■ WHAT YOU HAVE TO DO:
Extract all of the entries and give them again, word for word.

■ DATASET ENTRIES:
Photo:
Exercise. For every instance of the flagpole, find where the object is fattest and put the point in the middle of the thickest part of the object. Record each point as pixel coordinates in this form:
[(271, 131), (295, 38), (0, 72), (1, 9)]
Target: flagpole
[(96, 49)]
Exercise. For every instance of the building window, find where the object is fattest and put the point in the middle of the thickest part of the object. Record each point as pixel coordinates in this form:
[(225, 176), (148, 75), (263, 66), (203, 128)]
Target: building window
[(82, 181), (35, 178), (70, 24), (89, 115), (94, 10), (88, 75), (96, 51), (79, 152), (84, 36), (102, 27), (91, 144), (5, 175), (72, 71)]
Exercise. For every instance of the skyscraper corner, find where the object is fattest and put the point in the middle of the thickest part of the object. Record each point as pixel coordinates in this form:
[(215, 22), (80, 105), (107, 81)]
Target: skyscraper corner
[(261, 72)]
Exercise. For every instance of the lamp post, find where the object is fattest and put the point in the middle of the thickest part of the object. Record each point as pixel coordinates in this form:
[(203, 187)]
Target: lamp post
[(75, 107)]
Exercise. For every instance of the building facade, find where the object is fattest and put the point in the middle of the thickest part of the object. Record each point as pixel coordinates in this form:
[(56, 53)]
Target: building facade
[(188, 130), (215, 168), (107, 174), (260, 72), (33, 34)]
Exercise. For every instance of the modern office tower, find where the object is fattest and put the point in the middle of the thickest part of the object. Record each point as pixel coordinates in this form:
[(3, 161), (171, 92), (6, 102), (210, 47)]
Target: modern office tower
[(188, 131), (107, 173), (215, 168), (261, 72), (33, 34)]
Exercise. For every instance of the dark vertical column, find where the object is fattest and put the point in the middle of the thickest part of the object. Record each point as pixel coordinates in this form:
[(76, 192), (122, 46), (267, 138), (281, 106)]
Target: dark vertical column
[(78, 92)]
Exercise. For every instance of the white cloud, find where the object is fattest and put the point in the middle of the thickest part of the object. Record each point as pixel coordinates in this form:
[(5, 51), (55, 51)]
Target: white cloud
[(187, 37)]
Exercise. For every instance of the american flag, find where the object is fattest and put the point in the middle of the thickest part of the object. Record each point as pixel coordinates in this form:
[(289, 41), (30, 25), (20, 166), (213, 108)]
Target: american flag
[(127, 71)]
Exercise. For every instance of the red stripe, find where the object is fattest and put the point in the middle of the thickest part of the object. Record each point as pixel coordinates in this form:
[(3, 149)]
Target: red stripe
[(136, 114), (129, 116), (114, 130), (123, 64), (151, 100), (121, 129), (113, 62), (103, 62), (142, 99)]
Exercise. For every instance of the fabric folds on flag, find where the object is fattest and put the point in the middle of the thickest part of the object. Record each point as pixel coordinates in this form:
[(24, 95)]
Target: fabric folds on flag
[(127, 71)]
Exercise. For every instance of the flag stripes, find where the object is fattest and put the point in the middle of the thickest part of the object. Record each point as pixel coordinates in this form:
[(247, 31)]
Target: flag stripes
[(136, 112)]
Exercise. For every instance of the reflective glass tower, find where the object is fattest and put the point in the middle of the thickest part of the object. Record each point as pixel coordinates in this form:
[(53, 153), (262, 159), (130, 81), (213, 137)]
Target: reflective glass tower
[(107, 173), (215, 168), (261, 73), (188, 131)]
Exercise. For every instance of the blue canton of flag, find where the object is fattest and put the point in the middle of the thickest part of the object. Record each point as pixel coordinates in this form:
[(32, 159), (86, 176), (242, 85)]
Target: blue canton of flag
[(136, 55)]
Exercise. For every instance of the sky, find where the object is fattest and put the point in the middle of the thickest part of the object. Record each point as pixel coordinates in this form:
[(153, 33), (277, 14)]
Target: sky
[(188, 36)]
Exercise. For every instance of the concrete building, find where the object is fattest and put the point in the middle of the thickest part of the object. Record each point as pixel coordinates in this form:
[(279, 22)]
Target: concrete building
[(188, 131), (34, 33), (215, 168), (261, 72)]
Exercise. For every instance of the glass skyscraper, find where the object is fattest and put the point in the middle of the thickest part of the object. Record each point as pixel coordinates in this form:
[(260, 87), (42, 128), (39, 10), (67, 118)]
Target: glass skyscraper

■ FULL ANSWER:
Photo:
Exercise. For every instance of the flagpole, find where the object is fattest and put the point in the middle of the thickest part of the object. Record each point as pixel coordinates in this form:
[(271, 131), (295, 38), (0, 72), (1, 9)]
Target: flagpole
[(96, 49)]
Exercise. For every instance of the building window, find where the object is fattest and put the point in the middle of the thickest part of the object. Record each point as pixel coordinates in this form:
[(225, 176), (148, 75), (263, 66), (203, 128)]
Target: building window
[(82, 181), (35, 178), (70, 24), (89, 115), (94, 10), (88, 75), (96, 51), (79, 152), (84, 36), (102, 27), (91, 144), (5, 175), (72, 71)]
Exercise. For every instance of the skyscraper corner, find where the object is fattest and put the point in the middle of the thickest part of the object. Record each point as pixel coordinates in this form:
[(215, 22), (80, 105), (107, 81)]
Target: skyscraper corner
[(261, 72)]
Exercise. For every instance of the lamp post, find where the object is fattest and put the point in the middle of the thickest part of the object. Record each point as pixel coordinates in this form:
[(203, 187)]
Target: lamp post
[(75, 107)]
Exercise. For every instance of the building facade, find where the object is fattest and put the point in the middle of the thickest part of the object. Record each point as pixel coordinates in this form:
[(56, 53)]
Target: building facade
[(188, 130), (215, 168), (107, 174), (260, 72), (33, 34)]
Exercise. For every instance of the modern office tower, find where the object is fattest and put the point in the middle of the thickest part of the object. Record each point as pixel coordinates in this form:
[(3, 161), (171, 92), (6, 102), (210, 47)]
Target: modern office tower
[(188, 131), (107, 173), (215, 168), (261, 72), (33, 34)]
Exercise. For every instance of the dark vertical column, find where the object is fattest and put the point in the middle of the thickest part of the object. Record each point as pixel coordinates in this form:
[(76, 192), (122, 46), (267, 138), (281, 106)]
Target: dark vertical column
[(78, 92)]
Exercise. For every instance of the white cloud, find where the object is fattest and put the point in the middle of the thickest part of the object. Record each point as pixel coordinates in this form:
[(5, 51), (55, 51)]
Target: white cloud
[(187, 37)]
Exercise. For every instance of the american flag, find where the object is fattest and put the point in the middle of the thickest part of the object. Record each point as pixel coordinates in this form:
[(289, 41), (30, 25), (20, 166), (213, 108)]
Target: american flag
[(127, 71)]
Exercise. For every instance of the red stripe, find where the object is fattest and put the point in the middle of the thickest part of the object. Record each point as pixel coordinates in this form:
[(3, 149)]
Target: red stripe
[(136, 114), (129, 116), (114, 130), (123, 64), (151, 100), (121, 129), (113, 62), (103, 62), (142, 99)]
Exercise. For every instance of the fabric folds on flag, find where the object is fattest and put the point in the middle of the thickest part of the object. Record each point as pixel coordinates in this form:
[(24, 95)]
Target: fabric folds on flag
[(127, 71)]
Exercise. For every instance of the flag stripes, find where the object is fattest and put the point in the middle of the thickest part of the object. Record each point as pixel coordinates in this form:
[(247, 31)]
Target: flag stripes
[(136, 112)]
Exercise. For every instance of the reflective glass tower, find where the object is fattest and put the point in the middle of the thickest part of the object. Record each point as pixel coordinates in this form:
[(53, 153), (262, 159), (130, 81), (213, 137)]
Target: reflective glass tower
[(107, 173), (215, 168), (261, 73), (188, 131)]
Exercise. For every instance of the blue canton of flag, find where the object is fattest and put the point in the middle of the thickest part of the object. Record each point as pixel coordinates in this form:
[(32, 159), (86, 176), (242, 85)]
Target: blue canton of flag
[(136, 55)]
Exercise. For every instance of the sky, find where the object is fattest and put the point in the middle of the thickest part of the object. Record each point as pixel coordinates in this form:
[(153, 33), (277, 14)]
Target: sky
[(188, 36)]
Exercise. For every instance of the concrete building, find where the object is fattest and put the point in the middle of the thickest part of the object. Record each point as pixel coordinates in this form:
[(279, 22)]
Target: concrete building
[(188, 131), (34, 33), (215, 168), (261, 72)]
Exercise. For every instance of the glass skyscraper, find where the object is fattest and put the point in the middle of the thickest part of the object. Record each point as pixel coordinates in this form:
[(260, 87), (42, 128), (39, 10), (67, 118)]
Target: glass skyscraper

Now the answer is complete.